* Begin Document excerpt *
Today, we swipe through Pinterest for quotes that will motivate and inspire us.

Beautifully designed squares with great fonts and gorgeous backgrounds.



Most of the time, we don't know who wrote these clever quotes, and we're too busy to jump into the rabbit hole to find out who this -Anonymous could be.

Does it matter? Not really, as long as it makes us happy and pushes us to be better humans or gets us a step closer to overcoming something we're going through.

Imagine what it was like in 1904, the year 28-year-old Mary Stewart wrote a daily prayer that would later become the creed for many organizations worldwide.


There aren't many pictures of Mary Stewart(above). Many of another Mary Stewart, the British novelist.

Most members of a women's club know about the Collect for Clubwomen that Mary Stewart wrote because the General Federation of Women's Clubs was the first organization to officially adopt it, and it is literally baked into almost all club meeting agendas, and members read it aloud in unison. It was read into the printed records of the Congress of the United States by Senator Tobey of New Hampshire at the closing session in 1949.
* End Document excerpt *
■ Directions ■
1. Print the passage about Mary Stewart's prayer between "Most of the" and "we're going through.", inclusive.
2. According to the passage about Mary Stewart's prayer, which organization was the first to officially adopt the Collect for Clubwomen?
* Begin Supplied information *
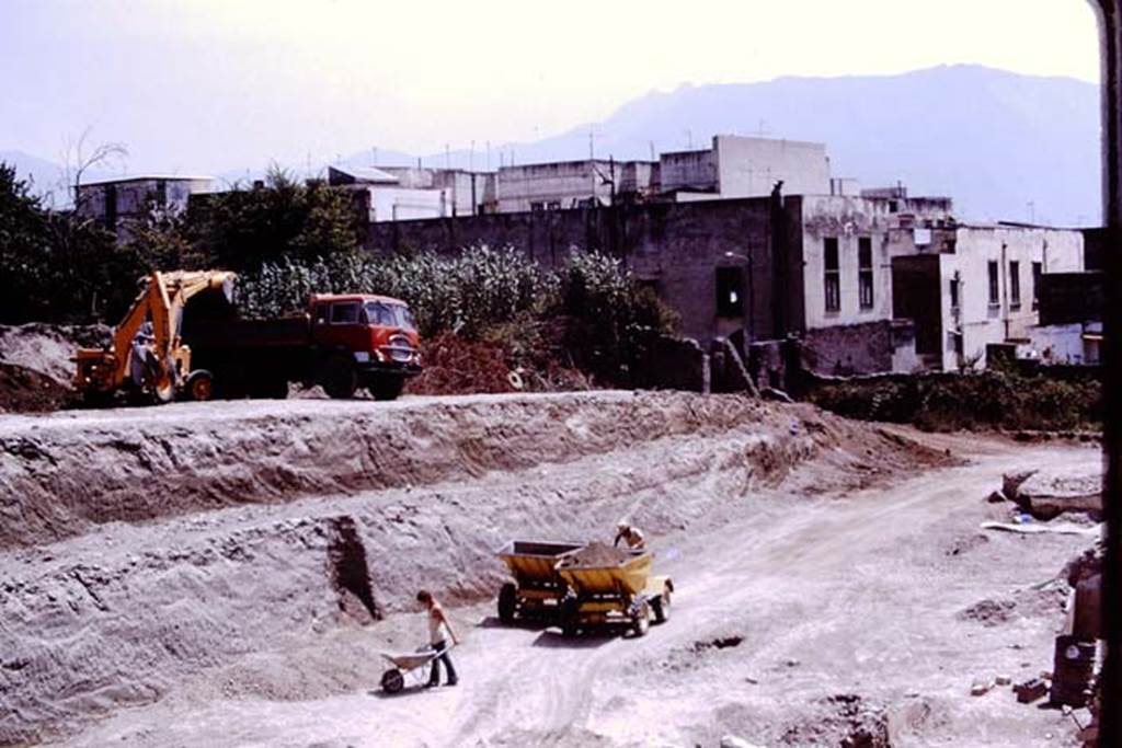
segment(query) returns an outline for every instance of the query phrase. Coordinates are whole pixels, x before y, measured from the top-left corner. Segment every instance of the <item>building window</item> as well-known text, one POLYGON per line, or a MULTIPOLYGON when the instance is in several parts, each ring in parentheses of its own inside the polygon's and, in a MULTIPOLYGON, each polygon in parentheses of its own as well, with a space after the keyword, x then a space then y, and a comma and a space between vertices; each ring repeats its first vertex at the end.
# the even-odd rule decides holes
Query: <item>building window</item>
POLYGON ((1021 264, 1015 260, 1009 264, 1009 305, 1021 308, 1021 264))
POLYGON ((857 238, 857 290, 861 308, 873 308, 873 238, 857 238))
POLYGON ((837 237, 826 237, 822 239, 825 251, 824 261, 826 267, 825 290, 826 311, 839 312, 842 310, 842 273, 838 268, 838 240, 837 237))
POLYGON ((744 273, 741 268, 717 268, 717 316, 744 316, 744 273))
POLYGON ((1043 273, 1043 265, 1040 262, 1032 264, 1032 308, 1040 306, 1040 277, 1043 273))
POLYGON ((117 185, 105 185, 105 225, 117 228, 117 185))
* End Supplied information *
■ Set of answers ■
1.
Most of the time, we don't know who wrote these clever quotes, and we're too busy to jump into the rabbit hole to find out who this -Anonymous could be.

Does it matter? Not really, as long as it makes us happy and pushes us to be better humans or gets us a step closer to overcoming something we're going through.

2. The General Federation of Women's Clubs